Goal:
In the passage on running LTX Video 2.3 on an RTX 5090, what minimum amount of system RAM does the requirements table list?

Given passage:
What You'll Build
Generate synchronized audio-video clips locally with LTX Video 2.3 — Lightricks' 22B-parameter DiT audio-video foundation model — on an RTX 5090, the first consumer GPU that meets the 32GB+ VRAM minimum stated in the official ComfyUI-LTXVideo README. Where the 16 GB RTX 5060 Ti sibling had to lean on Q4_K_S GGUF + a quantized Gemma encoder to squeeze under the envelope, the 5090 runs the FP8 transformer + unquantized Gemma 3 12B side-by-side without spillover, and adds a Blackwell-native NVFP4 path (Lightricks/LTX-2.3-nvfp4) that older Ada / Ampere cards cannot accelerate.
Hardware data: RTX 5090 (32 GB VRAM) · FP8 distilled at 8 steps · See benchmark data
Variant pin. This recipe is for LTX-2.3 (22B, canonical repo Lightricks/LTX-2.3, released 2026-04-13). It is NOT for LTX-2 (19B sibling, repo Lightricks/LTX-2) and NOT for the older LTX-Video 0.9.x line (2B / 13B, repo Lightricks/LTX-Video). All three live under the same Lightricks umbrella; the version suffix is load-bearing.
Requirements
| Component | Minimum | Tested |
|---|---|---|
| GPU | 32 GB VRAM per the official ComfyUI-LTXVideo README | RTX 5090 (32 GB) |
| RAM | 32 GB | 64 GB (HF discussion #16 bmgjet single-card 5090 setup) |
| Storage | ~25 GB (FP8) / ~21 GB (NVFP4) / ~50 GB (full BF16) | — |
| Software | ComfyUI + ComfyUI-LTXVideo, Python 3.10+, CUDA 12.7+, PyTorch ~2.7 | — |
The full unquantized LTX-2.3 needs 32 GB+ VRAM per the official ComfyUI-LTXVideo README — that minimum is met exactly by the 5090; the 16 GB sibling recipe at /check/ltx-video-2-3/rtx-5060-ti is the GGUF-squeeze path for cards below this floor.

Entries supplied:

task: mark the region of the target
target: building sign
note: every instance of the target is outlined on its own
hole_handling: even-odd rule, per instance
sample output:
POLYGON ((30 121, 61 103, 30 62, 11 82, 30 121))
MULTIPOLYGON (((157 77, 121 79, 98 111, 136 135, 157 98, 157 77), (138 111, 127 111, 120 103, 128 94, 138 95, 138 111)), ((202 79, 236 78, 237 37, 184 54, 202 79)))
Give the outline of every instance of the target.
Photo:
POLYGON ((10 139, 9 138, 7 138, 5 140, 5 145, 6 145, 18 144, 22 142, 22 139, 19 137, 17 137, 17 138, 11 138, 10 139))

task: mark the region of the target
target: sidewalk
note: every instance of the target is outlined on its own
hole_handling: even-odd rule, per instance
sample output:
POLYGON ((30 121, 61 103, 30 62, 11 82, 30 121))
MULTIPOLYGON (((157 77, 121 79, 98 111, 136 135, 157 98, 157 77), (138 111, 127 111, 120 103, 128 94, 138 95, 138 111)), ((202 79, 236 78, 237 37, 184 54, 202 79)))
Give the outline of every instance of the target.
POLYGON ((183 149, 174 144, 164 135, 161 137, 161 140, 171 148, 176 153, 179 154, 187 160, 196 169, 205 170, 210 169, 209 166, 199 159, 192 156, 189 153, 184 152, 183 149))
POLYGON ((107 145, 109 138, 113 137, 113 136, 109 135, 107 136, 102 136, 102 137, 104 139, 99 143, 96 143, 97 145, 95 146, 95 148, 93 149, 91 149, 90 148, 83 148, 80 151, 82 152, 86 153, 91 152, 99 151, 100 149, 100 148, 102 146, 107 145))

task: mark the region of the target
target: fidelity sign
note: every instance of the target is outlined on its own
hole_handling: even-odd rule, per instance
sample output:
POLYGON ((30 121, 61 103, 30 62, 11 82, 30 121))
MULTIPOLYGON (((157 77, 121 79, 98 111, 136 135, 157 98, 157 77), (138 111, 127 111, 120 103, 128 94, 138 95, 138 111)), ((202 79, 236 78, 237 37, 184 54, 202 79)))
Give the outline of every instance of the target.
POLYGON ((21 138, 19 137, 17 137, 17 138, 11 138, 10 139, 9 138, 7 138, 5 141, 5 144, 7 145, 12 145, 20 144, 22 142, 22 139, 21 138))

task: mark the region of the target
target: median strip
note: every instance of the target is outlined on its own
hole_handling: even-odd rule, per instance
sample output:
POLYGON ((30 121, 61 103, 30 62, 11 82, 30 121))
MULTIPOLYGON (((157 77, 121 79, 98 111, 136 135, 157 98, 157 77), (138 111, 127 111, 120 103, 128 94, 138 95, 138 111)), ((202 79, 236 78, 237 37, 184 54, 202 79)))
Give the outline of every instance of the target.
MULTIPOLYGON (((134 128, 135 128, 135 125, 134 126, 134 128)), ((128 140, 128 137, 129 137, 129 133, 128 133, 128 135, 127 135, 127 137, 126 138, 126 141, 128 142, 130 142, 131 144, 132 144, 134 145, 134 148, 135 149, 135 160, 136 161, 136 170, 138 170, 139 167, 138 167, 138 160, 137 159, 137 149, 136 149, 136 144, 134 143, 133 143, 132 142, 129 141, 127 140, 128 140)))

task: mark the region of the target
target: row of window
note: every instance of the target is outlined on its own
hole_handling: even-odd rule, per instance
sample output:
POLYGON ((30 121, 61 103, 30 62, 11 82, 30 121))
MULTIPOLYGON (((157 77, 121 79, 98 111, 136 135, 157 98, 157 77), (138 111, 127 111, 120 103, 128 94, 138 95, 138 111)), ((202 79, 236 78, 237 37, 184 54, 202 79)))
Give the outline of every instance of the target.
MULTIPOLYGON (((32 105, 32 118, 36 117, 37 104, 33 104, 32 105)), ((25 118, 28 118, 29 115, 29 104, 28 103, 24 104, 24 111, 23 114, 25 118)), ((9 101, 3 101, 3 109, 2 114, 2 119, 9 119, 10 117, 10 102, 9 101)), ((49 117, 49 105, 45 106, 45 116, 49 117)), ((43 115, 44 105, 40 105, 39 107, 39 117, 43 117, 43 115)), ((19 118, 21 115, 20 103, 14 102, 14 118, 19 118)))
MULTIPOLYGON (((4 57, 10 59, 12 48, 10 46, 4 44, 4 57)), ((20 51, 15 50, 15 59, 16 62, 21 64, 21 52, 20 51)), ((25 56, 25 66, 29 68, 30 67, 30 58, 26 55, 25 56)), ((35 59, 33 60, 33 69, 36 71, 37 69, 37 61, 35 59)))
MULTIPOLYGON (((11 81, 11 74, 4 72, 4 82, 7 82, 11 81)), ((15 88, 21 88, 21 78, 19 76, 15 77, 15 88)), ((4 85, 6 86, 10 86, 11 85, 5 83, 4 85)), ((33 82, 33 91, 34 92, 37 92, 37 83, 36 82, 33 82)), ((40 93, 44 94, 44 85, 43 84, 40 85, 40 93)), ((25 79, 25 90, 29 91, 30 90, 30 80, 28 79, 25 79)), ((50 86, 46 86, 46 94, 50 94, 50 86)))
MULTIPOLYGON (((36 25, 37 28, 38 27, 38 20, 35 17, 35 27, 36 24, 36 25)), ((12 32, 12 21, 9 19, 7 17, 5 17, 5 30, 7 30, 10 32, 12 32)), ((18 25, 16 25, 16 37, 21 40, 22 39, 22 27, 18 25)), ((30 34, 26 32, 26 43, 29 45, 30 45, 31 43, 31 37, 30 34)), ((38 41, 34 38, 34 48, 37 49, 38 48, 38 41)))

Reply:
32 GB